__Aim of the exercise__: Write out every line of the following records word for word, leaving out the pictures.

(Labeled shape records)
++++++++++++++++++++
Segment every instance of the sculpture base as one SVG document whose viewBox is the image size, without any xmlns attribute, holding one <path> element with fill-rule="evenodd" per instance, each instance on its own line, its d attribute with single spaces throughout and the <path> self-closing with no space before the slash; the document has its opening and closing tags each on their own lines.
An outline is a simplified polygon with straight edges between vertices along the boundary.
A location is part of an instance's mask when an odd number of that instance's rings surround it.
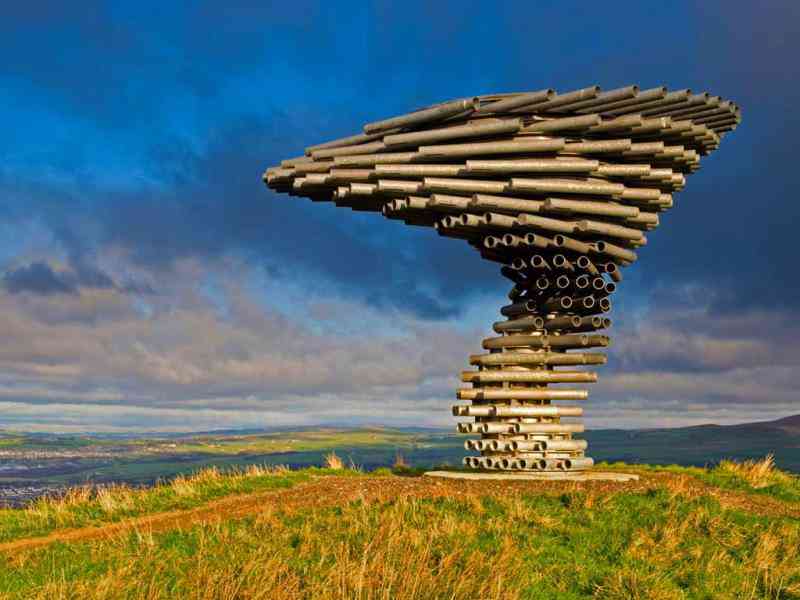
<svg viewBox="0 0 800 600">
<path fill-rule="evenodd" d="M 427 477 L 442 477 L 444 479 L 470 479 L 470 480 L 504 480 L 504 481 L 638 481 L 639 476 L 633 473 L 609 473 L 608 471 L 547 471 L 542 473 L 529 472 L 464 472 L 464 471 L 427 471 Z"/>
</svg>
++++++++++++++++++++
__In response__:
Segment every instance of the sculpture base as one SVG document whose viewBox is the image size, without any xmlns attribute, holding one <path> element with fill-rule="evenodd" per instance, each instance on its own line, its d attribute with single spaces throughout and the <path> self-closing with no space before the slash; the document has its opening and closing tags each on their own lines.
An outline is a simplified polygon with straight edges between vertices along the boundary.
A location is part of an instance's mask when an odd number of that instance's rings surround it.
<svg viewBox="0 0 800 600">
<path fill-rule="evenodd" d="M 427 477 L 442 477 L 444 479 L 470 479 L 470 480 L 504 480 L 504 481 L 638 481 L 639 476 L 633 473 L 609 473 L 608 471 L 547 471 L 542 473 L 529 472 L 464 472 L 464 471 L 427 471 Z"/>
</svg>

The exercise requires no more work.